## [Problem]
Return the listing word for word, as given.

## [Records for this task]
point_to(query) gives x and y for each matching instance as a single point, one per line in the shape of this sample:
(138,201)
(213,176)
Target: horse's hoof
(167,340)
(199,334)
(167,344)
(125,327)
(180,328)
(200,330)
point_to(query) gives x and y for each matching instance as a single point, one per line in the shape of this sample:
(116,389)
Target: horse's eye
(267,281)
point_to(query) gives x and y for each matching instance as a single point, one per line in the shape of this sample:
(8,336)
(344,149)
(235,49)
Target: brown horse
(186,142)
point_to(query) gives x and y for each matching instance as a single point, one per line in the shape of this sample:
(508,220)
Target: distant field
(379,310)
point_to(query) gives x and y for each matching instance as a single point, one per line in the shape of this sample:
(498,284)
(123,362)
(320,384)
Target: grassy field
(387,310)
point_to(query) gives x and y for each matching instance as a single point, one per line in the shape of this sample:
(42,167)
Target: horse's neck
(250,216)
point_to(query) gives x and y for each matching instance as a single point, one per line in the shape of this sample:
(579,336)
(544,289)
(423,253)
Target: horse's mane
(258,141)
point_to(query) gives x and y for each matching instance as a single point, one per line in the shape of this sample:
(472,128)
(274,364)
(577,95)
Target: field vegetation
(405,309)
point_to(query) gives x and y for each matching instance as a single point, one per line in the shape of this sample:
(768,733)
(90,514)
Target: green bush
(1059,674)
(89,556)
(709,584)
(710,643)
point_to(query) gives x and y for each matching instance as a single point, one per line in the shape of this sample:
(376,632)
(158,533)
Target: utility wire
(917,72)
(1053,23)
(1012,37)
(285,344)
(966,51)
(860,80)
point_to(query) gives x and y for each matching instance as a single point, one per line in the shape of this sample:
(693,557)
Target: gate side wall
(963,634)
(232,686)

## [Task response]
point_to(query) gives x and y for each matching instance as a single point, one per line in the shape of this sample:
(138,201)
(213,176)
Target: horse's hoof
(167,340)
(199,334)
(167,344)
(125,327)
(180,328)
(200,330)
point_to(query) gives x and y for each matching instance as a single point, one per line in the shape of this sample:
(116,389)
Target: horse's eye
(267,281)
point_to(query) gives x and y for each matching instance as a single point, one per line in the shape of this sample:
(8,336)
(344,149)
(235,49)
Target: brown horse
(186,142)
point_to(query) gives x and y for each matching instance as a single point, one per line in the shape of this sample:
(508,220)
Target: distant field
(379,310)
point_to(query) gives x and y for each matching instance as a single point, one per line in the shape of this sample:
(498,284)
(123,362)
(320,384)
Target: grassy field
(387,310)
point_to(query) gives x and y for each matching instance as a single point, one per line in the shape of this sample:
(42,167)
Target: horse's neck
(250,216)
point_to(query) gives x and y for each matching instance as a single point, one per line in the shape of this sample:
(579,336)
(544,289)
(423,253)
Target: horse's mane
(258,141)
point_to(query) gives x and y for each matching instance as a single point, one per line in the shape of this sample:
(472,128)
(274,364)
(577,95)
Target: field vegetation
(405,309)
point_to(query) gives x and y for each matching instance as a single point, one per line in the shape of this sample:
(768,733)
(90,514)
Target: green bush
(1059,674)
(89,556)
(709,584)
(710,643)
point_to(query) gives x and y for each matching instance as a single point, one per line in the shape of this sample:
(376,632)
(158,533)
Target: utility wire
(917,72)
(1053,23)
(1012,37)
(285,344)
(966,51)
(860,80)
point_to(query) gives x and y for each matching instance as a single point, one per line in the shape of this sample:
(693,557)
Target: gate side wall
(963,634)
(232,686)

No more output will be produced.